● Data for the task:
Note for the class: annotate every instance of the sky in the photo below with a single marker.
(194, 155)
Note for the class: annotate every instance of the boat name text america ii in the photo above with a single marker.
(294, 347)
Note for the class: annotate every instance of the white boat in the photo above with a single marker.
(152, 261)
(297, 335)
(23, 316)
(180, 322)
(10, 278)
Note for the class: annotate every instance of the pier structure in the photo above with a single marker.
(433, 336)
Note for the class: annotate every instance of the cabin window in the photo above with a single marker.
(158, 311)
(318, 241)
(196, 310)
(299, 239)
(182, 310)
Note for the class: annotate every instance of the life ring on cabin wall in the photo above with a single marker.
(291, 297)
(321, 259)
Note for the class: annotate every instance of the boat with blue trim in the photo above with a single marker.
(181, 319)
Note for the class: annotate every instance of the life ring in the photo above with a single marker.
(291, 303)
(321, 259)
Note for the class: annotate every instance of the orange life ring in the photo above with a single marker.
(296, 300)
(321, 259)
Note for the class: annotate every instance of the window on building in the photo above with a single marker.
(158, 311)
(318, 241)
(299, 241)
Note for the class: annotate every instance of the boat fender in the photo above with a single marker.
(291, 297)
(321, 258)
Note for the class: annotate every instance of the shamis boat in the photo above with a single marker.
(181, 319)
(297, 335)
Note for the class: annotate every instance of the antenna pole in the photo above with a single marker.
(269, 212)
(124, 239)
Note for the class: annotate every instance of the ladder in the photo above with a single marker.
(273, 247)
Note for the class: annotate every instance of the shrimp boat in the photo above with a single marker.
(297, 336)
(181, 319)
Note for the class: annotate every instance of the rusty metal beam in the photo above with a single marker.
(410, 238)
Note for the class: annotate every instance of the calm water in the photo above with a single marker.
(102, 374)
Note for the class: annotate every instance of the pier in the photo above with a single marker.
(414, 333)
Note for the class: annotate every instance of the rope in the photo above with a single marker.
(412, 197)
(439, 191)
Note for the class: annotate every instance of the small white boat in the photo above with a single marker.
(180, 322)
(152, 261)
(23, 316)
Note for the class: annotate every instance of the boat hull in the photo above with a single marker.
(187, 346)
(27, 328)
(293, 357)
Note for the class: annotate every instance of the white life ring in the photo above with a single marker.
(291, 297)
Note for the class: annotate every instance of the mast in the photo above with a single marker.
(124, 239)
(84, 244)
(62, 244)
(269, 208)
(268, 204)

---

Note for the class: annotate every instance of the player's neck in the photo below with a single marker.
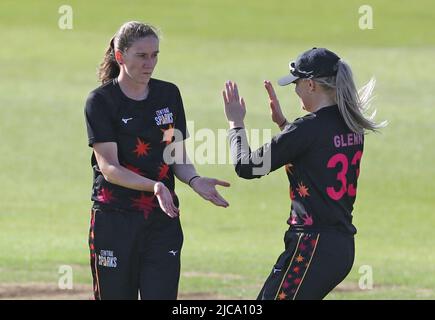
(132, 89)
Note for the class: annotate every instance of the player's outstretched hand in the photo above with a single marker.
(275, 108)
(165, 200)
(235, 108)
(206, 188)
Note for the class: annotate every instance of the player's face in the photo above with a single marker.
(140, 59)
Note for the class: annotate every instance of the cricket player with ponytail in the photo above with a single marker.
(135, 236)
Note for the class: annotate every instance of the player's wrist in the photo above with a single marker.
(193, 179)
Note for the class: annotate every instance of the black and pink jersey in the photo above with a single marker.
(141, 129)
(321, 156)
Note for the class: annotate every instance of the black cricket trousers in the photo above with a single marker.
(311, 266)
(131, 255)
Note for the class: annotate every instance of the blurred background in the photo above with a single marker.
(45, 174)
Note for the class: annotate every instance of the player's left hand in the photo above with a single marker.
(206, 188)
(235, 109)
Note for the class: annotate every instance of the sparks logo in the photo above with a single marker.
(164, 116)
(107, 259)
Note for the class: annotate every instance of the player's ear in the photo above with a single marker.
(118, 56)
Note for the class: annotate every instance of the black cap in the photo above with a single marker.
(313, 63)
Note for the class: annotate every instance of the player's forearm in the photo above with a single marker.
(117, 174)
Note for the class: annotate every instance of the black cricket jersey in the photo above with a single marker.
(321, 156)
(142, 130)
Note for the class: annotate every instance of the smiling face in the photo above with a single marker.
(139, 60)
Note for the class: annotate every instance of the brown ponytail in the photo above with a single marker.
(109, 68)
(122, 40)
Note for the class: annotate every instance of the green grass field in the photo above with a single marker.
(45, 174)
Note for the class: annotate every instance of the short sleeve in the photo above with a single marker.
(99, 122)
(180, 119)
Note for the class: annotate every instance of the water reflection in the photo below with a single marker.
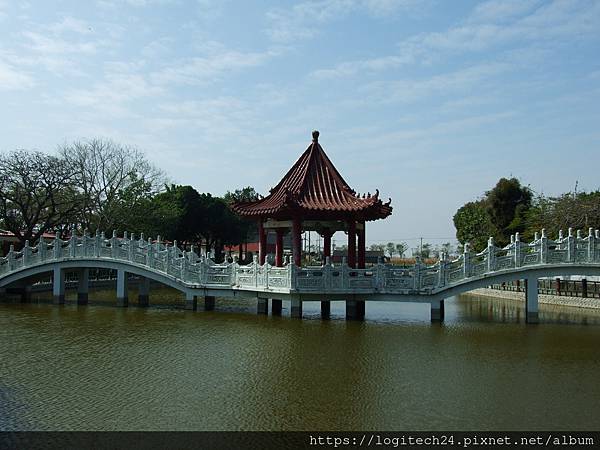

* * *

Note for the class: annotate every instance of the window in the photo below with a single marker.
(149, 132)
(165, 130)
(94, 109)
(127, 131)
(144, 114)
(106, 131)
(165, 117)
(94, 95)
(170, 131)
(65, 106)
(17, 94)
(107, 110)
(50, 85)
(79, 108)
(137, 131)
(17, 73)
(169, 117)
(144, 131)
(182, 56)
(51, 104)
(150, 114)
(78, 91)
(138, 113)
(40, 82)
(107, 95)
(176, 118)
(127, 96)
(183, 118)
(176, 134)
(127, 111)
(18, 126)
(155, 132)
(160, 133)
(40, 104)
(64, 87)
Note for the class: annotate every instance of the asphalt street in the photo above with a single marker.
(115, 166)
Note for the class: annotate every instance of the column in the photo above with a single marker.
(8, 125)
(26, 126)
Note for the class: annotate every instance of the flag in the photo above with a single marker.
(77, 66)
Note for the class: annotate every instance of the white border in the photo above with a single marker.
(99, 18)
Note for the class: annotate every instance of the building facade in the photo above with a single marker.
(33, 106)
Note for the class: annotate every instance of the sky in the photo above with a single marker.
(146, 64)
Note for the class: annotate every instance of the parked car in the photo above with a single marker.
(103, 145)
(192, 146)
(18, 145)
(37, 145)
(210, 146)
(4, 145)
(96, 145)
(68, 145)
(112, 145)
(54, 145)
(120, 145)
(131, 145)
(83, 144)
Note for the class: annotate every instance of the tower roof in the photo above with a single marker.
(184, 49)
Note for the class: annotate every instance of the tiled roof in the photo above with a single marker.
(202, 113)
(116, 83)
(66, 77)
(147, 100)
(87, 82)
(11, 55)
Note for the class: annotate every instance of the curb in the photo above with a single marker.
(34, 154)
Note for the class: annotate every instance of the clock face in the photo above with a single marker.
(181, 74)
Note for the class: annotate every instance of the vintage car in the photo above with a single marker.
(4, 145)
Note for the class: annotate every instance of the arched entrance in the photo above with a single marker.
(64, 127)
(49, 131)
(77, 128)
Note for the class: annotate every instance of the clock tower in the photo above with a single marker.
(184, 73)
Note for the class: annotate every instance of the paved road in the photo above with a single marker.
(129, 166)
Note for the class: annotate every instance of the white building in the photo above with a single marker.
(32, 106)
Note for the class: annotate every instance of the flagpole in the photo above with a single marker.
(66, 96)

● Problem description: Using the data above, reproduce exactly the lines from the line that contains "Note for the class: annotate every instance of the player's ear" through the line that contains "Note for the class: annotate every instance of the water", including both.

● Answer space:
Note for the class: annotate every instance of the player's ear in the photo above with a single marker.
(118, 56)
Note for the class: annotate every instance of the black cap in the photo above with a single marker.
(313, 63)
Note for the class: annotate every instance of the player's forearm in the photo above with a single marker.
(117, 174)
Note for the class: annotate every instance of the black cricket jersey in the photo above with a single marker.
(321, 156)
(142, 130)
Note for the class: annotate every instance of the smiling face in the photo above with a single marker.
(139, 60)
Note for the class: annotate every instance of the brown ponytail in the photo above with a single marker.
(109, 68)
(122, 40)
Note for the class: annotate every instance of the green grass field in the photo above with a single marker.
(45, 174)
Note for the class: annotate every instance of the short sleeve in the photo above with a single marker.
(99, 122)
(180, 119)
Note for the class: annotate every instance of the water reflection in the photo below with a single marker.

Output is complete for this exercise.